*Directions:*
1. Return everything in the Shanghai walking-tour text from "We followed Walk" down to "rebuilt in 1983.", word for word.
2. Recast everything in the rows, from their first line down to and including the line containing "x=277 y=371", as a JSON list of strings with one string per line, omitting blank lines and anything after that line.

--- START Text segment ---

First, another advertisement in the Shanghai Metro:
Saturday, September 2, 2012
We received a book of walking tours through Old Shanghai called Shanghai Story Walks by Yvette Ho Madany.
We followed Walk I ("A Time to Dance, A Time to Mourn") in reverse order. This walk takes you through an area that was known as the Chinese Territory from the 1840s until WWII.
We started at the oft visited Jing'an Park, which was built on a former cemetery for foreigners. The book notes that in the back corner of the park, on the left side is a garden called Jing'an Eight Scenic Spots Park, which recreates eight scenic spots from the Three Kingdoms Period (3rd century) to the 13th century. One is the Hudu rampart built during the Eastern Jin Dynasty (317-420 CE) to protect the local people from sea pirates. Another is the Green Cloud Cave that was the residence of Abbot Shouning in the Yuan Dynasty (1208-1225):
Having been there, we also bypassed the Jing'an Temple, rebuilt in 1983.

--- END Text segment ---
--- START Data for the task ---

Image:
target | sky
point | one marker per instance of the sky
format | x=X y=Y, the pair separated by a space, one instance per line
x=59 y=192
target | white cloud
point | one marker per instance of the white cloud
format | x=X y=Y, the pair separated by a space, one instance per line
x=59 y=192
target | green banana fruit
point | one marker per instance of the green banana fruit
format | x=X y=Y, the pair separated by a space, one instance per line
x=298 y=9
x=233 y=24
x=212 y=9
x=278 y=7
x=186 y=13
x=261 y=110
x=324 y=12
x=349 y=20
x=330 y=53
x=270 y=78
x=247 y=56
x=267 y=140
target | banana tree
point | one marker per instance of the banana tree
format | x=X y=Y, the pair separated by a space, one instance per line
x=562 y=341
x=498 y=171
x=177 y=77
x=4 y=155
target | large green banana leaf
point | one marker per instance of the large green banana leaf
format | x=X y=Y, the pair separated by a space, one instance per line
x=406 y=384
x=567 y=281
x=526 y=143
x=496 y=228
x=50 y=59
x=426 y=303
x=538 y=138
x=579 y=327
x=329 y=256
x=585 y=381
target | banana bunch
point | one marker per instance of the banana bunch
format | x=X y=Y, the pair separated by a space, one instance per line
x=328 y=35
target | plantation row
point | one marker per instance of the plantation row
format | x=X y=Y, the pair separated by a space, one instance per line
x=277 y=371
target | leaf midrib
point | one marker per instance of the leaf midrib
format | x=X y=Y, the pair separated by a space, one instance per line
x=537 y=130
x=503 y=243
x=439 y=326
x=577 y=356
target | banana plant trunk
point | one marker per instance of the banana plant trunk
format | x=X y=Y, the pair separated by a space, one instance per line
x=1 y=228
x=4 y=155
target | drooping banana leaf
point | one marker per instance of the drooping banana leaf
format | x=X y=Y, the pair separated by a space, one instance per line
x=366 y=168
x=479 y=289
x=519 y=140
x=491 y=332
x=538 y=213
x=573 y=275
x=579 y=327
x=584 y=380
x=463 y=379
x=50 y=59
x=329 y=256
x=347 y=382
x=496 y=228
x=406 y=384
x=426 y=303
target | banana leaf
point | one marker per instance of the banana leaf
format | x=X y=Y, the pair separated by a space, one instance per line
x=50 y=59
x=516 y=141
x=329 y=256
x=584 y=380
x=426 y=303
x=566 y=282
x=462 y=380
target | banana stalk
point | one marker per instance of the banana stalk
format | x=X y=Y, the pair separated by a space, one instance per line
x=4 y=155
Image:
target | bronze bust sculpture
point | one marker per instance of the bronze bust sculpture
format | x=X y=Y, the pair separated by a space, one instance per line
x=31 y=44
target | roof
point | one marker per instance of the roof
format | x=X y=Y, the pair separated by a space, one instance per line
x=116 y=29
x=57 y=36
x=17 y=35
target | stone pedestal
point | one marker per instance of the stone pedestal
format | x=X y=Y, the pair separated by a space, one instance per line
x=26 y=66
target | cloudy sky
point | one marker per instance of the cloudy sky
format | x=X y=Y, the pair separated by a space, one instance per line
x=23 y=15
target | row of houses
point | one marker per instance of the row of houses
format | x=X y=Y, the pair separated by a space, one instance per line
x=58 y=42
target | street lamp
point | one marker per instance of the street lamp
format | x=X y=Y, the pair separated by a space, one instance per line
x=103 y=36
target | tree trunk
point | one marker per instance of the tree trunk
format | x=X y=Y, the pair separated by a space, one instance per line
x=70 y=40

--- END Data for the task ---

*Outputs for the tasks:*
1.
We followed Walk I ("A Time to Dance, A Time to Mourn") in reverse order. This walk takes you through an area that was known as the Chinese Territory from the 1840s until WWII.
We started at the oft visited Jing'an Park, which was built on a former cemetery for foreigners. The book notes that in the back corner of the park, on the left side is a garden called Jing'an Eight Scenic Spots Park, which recreates eight scenic spots from the Three Kingdoms Period (3rd century) to the 13th century. One is the Hudu rampart built during the Eastern Jin Dynasty (317-420 CE) to protect the local people from sea pirates. Another is the Green Cloud Cave that was the residence of Abbot Shouning in the Yuan Dynasty (1208-1225):
Having been there, we also bypassed the Jing'an Temple, rebuilt in 1983.

2.
[
  "Image:",
  "target | sky",
  "point | one marker per instance of the sky",
  "format | x=X y=Y, the pair separated by a space, one instance per line",
  "x=59 y=192",
  "target | white cloud",
  "point | one marker per instance of the white cloud",
  "format | x=X y=Y, the pair separated by a space, one instance per line",
  "x=59 y=192",
  "target | green banana fruit",
  "point | one marker per instance of the green banana fruit",
  "format | x=X y=Y, the pair separated by a space, one instance per line",
  "x=298 y=9",
  "x=233 y=24",
  "x=212 y=9",
  "x=278 y=7",
  "x=186 y=13",
  "x=261 y=110",
  "x=324 y=12",
  "x=349 y=20",
  "x=330 y=53",
  "x=270 y=78",
  "x=247 y=56",
  "x=267 y=140",
  "target | banana tree",
  "point | one marker per instance of the banana tree",
  "format | x=X y=Y, the pair separated by a space, one instance per line",
  "x=562 y=341",
  "x=498 y=171",
  "x=177 y=77",
  "x=4 y=155",
  "target | large green banana leaf",
  "point | one marker per instance of the large green banana leaf",
  "format | x=X y=Y, the pair separated by a space, one instance per line",
  "x=406 y=384",
  "x=567 y=281",
  "x=526 y=143",
  "x=496 y=228",
  "x=50 y=59",
  "x=426 y=303",
  "x=538 y=138",
  "x=579 y=327",
  "x=329 y=256",
  "x=585 y=381",
  "target | banana bunch",
  "point | one marker per instance of the banana bunch",
  "format | x=X y=Y, the pair separated by a space, one instance per line",
  "x=328 y=35",
  "target | plantation row",
  "point | one marker per instance of the plantation row",
  "format | x=X y=Y, the pair separated by a space, one instance per line",
  "x=277 y=371"
]